■ Source extract ■
____

Was Eddy familiar with the Qur’an?
We know that Mary Baker Eddy was aware of the Qur’an, or Koran. But we find no evidence that she owned a copy of the Islamic sacred book, or that she had read it.
Eddy did not refer to the Qur’an in her published writings. She did, however, mark mentions of it in several newspaper clippings contained in her scrapbooks. For example, in “The Fatherhood of God,” a printed sermon by Lyman Abbott, she bracketed a sentence discussing how God might make Himself known through writings such as the Koran, the Vedas, or the writings of Confucius. Beside this she penciled the question “What of C.S.?”1
She made similar notations in her copy of Philosophic Nuggets. This 1899 collection included part of a lecture by Thomas Carlyle, “The Hero as Prophet.” She bracketed a sentence in a paragraph describing the Qur’an from Carlyle’s position far outside the Islamic tradition:
The panting, breathless haste and vehemence of a man struggling in the thick of battle for life and salvation; this is the mood he is in! A headlong haste, for very magnitude of meaning, he cannot get himself articulated into words. The successive utterances of a soul in that mood, colored by the various vicissitudes of three-and-twenty years…this is the Koran.
That description apparently resonated with Eddy as paralleling her own early efforts to share her discovery of Christian Science in Science and Health, which she had published in 1875. She noted on a flyleaf: “S. & H. as first written.”2
Although references to Islam appear infrequently in Eddy’s published writings, she did mention the Islamic faith several times in critiques of religious or medical systems—although never as the sole object of her appraisal. For example, she said this in an 1898 message to her church, “Christian Science versus Pantheism,” which was also published as a book: “We know of but three theistic religions, the Mosaic, the Christian, and the Mohammedan. Does not each of these religions mystify the absolute oneness and infinity of God, Spirit?”3
Eddy’s library included The Man Mohammed: A Dramatic Character-Sketch, by Tom Stecker. She marked several passages, perhaps seeing in the script something of her own life experience:
Here many a cloudy day and storm-torn night
I dwelt alone, with naught for my companion
But solitude, the ever silent stars,
And the torment and craving of my soul
Outdrained by prayer;….Mine is a stern commission from on high;
Shall I be doubtful? Shall I hold my tongue?4
- Lyman Abbott, “The Fatherhood of God,” The Outlook, 16 July 1898, 682; Eddy’s copy of the article and her notation are found in SB024.02, 91.

____

■ Work order A ■
In the text on Mary Baker Eddy and the Qur'an, what question did Eddy pencil beside the sentence she bracketed in Lyman Abbott's sermon?
■ Work order B ■
Reproduce the passage from the text on Eddy and the Qur'an, starting with "Was Eddy familiar" and going on through "had read it.".
■ Work order C ■
Carry on the text about Eddy and the Qur'an from where it stops.

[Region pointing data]

____

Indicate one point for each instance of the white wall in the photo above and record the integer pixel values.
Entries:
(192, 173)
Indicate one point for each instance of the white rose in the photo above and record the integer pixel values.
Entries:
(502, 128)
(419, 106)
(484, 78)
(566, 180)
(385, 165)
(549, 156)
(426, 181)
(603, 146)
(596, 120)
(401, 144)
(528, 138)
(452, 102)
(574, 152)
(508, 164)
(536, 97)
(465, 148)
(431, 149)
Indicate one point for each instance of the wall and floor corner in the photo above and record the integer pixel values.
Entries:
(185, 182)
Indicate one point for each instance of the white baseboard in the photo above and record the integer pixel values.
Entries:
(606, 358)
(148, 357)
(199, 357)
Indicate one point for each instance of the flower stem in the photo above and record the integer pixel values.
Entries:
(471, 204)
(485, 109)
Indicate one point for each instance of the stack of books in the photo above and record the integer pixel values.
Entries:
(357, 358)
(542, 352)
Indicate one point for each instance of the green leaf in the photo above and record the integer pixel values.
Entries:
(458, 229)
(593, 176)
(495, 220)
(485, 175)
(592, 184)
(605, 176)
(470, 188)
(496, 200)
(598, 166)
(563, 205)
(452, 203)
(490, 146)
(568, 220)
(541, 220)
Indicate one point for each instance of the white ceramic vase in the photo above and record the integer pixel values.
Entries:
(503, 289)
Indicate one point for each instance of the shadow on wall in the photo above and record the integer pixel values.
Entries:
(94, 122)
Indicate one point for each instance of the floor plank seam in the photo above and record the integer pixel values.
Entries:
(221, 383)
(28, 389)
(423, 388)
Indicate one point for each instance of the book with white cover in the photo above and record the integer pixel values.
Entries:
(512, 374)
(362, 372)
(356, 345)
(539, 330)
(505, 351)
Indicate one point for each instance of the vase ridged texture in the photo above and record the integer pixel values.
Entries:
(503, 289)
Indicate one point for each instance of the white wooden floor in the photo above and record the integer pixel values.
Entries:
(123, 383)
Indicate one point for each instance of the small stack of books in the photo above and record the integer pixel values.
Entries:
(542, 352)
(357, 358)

____

■ Task result A ■
"What of C.S.?"

■ Task result B ■
Was Eddy familiar with the Qur’an?
We know that Mary Baker Eddy was aware of the Qur’an, or Koran. But we find no evidence that she owned a copy of the Islamic sacred book, or that she had read it.

■ Task result C ■
- Thomas Carlyle, “The Hero as Prophet,” in Philosophic Nuggets, ed. Jeanne G. Pennington (New York: Fords, Howard, and Hulbert, 1899), 45, emphasis added. Mary Baker Eddy Book Collection, B00261.
- Mary Baker Eddy, Christian Science versus Pantheism (Boston: The Christian Science Board of Directors), 7. Other references to Islam and Mohammed in Eddy’s published writings occur on page 8 of Christian Science versus Pantheism; page 166 of Science and Health with Key to the Scriptures; and page 124 of Miscellaneous Writings 1883–1896. Both Science and Health and Miscellaneous Writings are currently published by The Christian Science Board of Directors.
- Tom Stecker, The Man Mohammed: A Dramatic Character-Sketch (Cambridge, Massachusetts: The Co-operative Press, 1900), 2, 5. Mary Baker Eddy Book Collection, PE00139.